***** PROVIDED RECORDS

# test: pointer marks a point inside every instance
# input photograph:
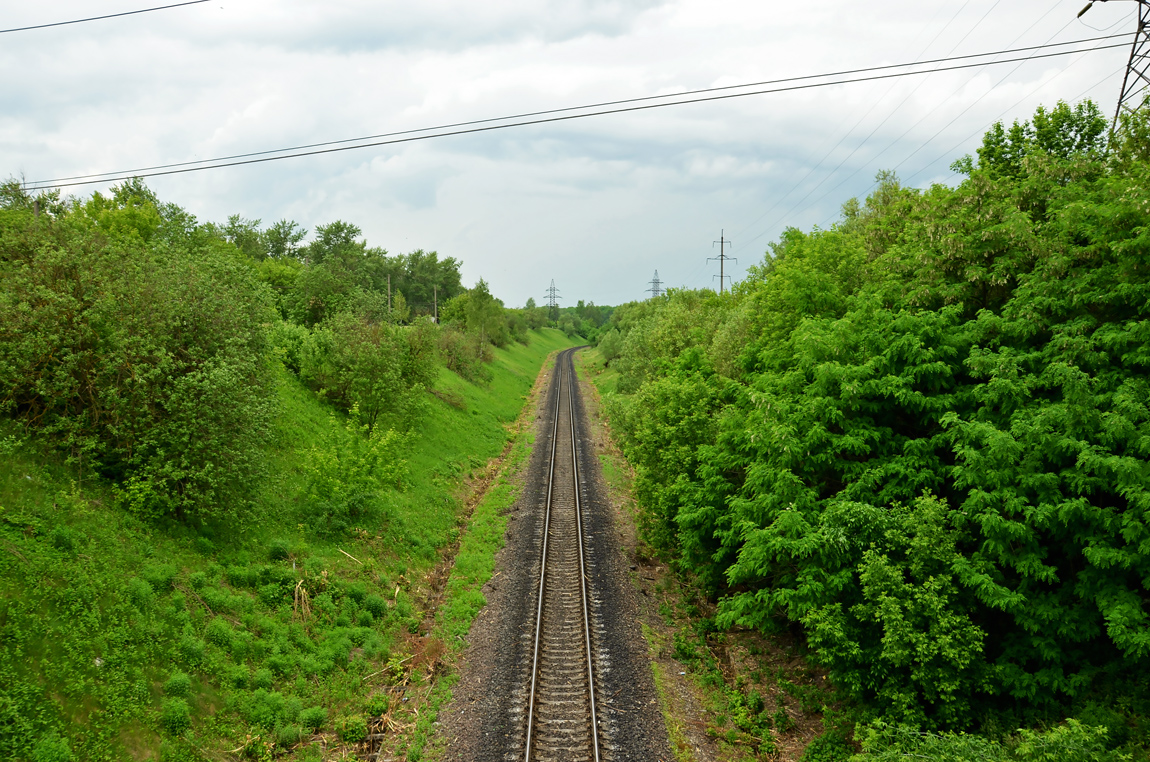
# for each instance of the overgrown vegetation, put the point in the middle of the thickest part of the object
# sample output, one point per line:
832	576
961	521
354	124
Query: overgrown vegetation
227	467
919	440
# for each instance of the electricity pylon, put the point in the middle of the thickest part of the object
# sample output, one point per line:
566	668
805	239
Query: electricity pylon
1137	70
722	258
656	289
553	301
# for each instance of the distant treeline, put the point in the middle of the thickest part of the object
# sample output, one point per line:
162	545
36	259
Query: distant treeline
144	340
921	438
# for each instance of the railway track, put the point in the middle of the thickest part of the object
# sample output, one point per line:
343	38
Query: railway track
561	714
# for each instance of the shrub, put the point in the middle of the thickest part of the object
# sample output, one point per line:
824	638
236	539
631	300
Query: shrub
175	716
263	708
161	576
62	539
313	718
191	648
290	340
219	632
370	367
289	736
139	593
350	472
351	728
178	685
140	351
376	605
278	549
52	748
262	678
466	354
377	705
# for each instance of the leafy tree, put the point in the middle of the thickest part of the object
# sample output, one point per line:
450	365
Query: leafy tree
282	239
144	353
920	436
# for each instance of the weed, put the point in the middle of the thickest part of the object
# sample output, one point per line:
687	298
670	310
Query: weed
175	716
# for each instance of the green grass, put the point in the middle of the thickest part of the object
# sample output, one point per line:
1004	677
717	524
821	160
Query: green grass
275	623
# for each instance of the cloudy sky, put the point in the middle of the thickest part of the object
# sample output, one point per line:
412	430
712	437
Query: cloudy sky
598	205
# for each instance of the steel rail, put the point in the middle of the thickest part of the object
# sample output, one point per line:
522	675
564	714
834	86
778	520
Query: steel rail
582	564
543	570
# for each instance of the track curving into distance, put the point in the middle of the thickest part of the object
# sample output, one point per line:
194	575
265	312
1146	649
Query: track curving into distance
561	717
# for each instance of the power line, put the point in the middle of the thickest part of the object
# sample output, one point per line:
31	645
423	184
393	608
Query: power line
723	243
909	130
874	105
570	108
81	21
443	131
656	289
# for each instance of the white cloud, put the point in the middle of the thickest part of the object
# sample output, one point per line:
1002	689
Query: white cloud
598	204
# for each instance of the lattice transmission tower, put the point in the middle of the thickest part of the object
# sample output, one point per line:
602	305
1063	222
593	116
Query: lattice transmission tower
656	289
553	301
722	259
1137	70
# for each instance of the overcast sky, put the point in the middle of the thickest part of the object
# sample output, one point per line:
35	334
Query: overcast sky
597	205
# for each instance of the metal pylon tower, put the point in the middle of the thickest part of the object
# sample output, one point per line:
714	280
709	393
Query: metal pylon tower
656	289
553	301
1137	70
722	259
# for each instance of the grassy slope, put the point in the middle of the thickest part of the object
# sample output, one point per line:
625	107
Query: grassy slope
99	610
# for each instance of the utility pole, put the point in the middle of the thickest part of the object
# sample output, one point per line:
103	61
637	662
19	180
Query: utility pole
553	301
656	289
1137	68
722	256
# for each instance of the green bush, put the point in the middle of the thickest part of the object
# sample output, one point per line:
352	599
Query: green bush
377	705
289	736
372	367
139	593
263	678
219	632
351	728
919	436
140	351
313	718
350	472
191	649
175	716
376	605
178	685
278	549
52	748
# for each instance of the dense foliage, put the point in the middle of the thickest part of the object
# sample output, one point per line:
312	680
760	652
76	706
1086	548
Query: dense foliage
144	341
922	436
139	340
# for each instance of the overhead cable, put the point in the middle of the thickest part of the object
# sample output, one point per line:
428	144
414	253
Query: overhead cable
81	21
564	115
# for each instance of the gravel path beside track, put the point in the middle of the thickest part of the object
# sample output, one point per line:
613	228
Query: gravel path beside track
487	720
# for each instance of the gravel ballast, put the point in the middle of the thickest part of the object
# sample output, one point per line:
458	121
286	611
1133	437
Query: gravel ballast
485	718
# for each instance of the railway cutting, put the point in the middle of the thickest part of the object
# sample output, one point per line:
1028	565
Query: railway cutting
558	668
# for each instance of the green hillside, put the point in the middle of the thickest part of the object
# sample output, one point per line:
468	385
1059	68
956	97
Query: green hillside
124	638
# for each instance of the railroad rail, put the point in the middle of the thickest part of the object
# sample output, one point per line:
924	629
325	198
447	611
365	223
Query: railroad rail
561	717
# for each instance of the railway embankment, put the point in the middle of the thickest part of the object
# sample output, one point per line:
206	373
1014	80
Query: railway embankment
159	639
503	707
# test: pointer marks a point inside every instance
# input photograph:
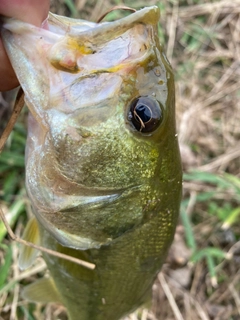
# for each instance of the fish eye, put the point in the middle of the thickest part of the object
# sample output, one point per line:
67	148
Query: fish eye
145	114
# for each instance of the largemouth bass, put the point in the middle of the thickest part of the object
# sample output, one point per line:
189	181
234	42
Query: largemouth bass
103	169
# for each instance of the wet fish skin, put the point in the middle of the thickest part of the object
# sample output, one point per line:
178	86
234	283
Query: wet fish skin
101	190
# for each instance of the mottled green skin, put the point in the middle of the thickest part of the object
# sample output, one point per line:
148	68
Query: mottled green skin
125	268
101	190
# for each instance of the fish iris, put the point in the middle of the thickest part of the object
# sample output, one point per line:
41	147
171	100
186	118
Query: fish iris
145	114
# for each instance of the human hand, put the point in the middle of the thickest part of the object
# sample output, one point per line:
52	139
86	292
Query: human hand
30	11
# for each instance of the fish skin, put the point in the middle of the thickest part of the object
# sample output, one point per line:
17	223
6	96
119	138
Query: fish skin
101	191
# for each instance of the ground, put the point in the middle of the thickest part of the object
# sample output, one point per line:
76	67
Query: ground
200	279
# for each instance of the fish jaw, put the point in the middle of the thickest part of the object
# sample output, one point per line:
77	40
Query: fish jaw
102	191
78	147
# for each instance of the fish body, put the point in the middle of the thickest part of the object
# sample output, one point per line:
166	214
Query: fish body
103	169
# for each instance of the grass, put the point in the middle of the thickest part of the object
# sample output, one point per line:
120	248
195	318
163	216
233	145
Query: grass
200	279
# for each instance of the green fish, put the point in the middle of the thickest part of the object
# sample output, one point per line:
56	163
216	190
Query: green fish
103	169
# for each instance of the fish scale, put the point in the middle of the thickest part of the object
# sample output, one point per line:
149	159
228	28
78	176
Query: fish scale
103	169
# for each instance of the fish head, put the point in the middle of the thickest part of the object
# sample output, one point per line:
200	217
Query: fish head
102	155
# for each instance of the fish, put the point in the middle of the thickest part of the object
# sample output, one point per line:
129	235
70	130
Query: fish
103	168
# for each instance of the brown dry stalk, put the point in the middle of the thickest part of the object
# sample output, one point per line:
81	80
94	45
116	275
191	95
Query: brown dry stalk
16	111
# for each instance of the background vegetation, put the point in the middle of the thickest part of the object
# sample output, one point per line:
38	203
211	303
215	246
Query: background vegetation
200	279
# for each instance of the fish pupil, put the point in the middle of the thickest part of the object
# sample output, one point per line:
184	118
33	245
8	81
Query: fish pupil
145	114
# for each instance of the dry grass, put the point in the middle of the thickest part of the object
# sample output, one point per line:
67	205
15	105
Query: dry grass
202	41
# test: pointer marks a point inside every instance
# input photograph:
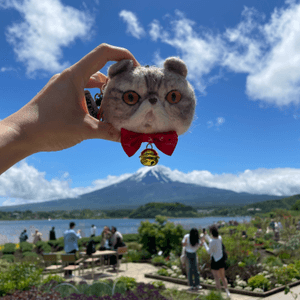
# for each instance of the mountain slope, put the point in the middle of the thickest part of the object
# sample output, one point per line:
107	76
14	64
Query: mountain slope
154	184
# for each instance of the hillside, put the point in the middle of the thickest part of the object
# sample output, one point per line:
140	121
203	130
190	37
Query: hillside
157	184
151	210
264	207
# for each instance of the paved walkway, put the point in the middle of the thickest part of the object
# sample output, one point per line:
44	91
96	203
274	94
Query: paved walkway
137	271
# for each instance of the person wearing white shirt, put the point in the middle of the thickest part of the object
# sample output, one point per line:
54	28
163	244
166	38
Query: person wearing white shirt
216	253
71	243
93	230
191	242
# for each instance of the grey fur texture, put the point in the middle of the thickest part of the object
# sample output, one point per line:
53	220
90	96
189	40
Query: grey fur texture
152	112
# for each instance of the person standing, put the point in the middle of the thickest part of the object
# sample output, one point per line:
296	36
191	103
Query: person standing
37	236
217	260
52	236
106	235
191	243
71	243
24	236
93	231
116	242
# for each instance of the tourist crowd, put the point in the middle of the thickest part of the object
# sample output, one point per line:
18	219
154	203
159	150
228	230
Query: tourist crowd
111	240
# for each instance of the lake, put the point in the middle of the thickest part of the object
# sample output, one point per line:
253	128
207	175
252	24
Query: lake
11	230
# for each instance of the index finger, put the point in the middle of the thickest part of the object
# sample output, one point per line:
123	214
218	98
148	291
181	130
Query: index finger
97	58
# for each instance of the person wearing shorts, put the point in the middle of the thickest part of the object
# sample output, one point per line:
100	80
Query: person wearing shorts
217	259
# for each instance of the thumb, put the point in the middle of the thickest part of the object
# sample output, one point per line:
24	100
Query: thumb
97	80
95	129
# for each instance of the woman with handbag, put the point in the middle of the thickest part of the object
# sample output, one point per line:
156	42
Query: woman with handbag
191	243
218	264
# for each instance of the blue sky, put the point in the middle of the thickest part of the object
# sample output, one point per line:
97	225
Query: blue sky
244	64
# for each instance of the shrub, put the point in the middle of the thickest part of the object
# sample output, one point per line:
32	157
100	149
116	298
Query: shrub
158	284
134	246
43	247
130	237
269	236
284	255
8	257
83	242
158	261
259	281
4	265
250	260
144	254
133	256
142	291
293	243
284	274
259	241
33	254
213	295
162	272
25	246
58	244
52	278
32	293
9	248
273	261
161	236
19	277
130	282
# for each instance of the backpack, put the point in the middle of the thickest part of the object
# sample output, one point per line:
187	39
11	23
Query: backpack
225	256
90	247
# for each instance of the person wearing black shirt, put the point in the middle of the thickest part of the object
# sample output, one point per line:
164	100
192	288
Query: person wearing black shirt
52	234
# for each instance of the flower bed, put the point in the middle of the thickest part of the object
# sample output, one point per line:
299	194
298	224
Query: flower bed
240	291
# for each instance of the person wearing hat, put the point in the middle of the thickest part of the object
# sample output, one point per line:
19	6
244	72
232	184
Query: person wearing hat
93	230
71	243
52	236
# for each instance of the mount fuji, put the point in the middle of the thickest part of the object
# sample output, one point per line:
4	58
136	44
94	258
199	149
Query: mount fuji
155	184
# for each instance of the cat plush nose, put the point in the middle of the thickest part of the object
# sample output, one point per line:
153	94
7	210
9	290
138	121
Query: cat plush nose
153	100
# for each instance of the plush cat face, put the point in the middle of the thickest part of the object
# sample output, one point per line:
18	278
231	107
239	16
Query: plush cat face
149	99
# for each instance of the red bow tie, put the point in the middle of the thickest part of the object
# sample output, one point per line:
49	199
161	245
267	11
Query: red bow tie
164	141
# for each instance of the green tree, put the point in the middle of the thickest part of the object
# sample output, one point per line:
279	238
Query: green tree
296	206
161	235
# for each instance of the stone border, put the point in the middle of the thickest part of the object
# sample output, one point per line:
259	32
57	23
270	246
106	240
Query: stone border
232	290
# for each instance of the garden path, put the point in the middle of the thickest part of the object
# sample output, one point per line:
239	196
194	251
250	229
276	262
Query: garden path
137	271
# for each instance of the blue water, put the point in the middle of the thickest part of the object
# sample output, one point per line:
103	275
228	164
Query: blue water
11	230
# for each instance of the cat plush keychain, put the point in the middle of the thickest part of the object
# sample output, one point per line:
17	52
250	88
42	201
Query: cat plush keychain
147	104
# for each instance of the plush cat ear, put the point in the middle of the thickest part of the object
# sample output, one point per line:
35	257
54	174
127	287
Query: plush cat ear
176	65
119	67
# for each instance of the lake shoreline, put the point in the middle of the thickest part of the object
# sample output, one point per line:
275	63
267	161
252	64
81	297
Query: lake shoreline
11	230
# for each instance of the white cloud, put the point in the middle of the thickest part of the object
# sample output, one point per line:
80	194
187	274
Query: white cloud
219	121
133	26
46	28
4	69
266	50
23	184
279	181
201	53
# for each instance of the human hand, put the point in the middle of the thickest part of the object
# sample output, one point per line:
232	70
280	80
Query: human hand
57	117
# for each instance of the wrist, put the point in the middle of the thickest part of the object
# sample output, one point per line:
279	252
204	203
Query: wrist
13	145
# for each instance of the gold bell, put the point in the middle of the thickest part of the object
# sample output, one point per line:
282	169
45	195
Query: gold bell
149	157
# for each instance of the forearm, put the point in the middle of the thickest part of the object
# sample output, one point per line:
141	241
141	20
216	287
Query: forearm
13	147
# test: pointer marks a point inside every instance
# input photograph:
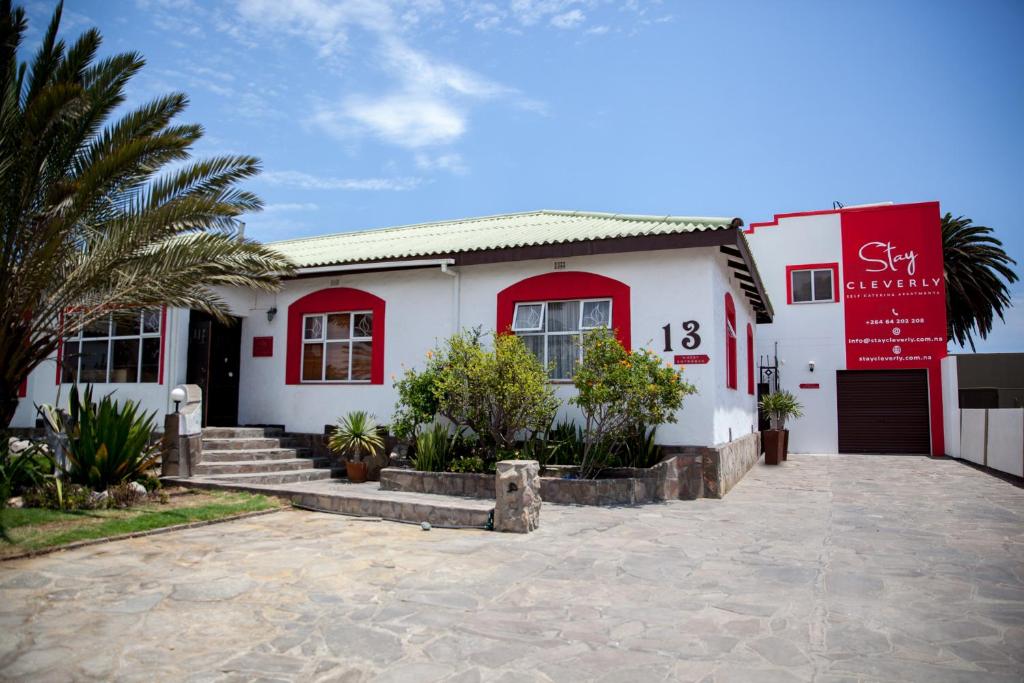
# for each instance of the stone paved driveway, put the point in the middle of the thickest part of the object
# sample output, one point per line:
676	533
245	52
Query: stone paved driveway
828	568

**********

### [EXERCISE REQUIREMENTS]
Reproduce the records exactly, starting at the line containing "# for each instance of the forearm, put" and continuing through the end of the records. Do not include the picture in your copy.

### [ANSWER FOR THE TASK]
# for each instance of the forearm, put the point in the middle of the thickest part of the object
# sample output, one point per line:
141	241
141	20
216	287
Query: forearm
13	147
# test: pointer marks a point inside every instance
# input photograph:
# for each instance of the stone paved driveway, put the point in the middle of the thickest part of the object
# sample output, one point per line:
676	533
245	52
Query: stone paved driveway
828	568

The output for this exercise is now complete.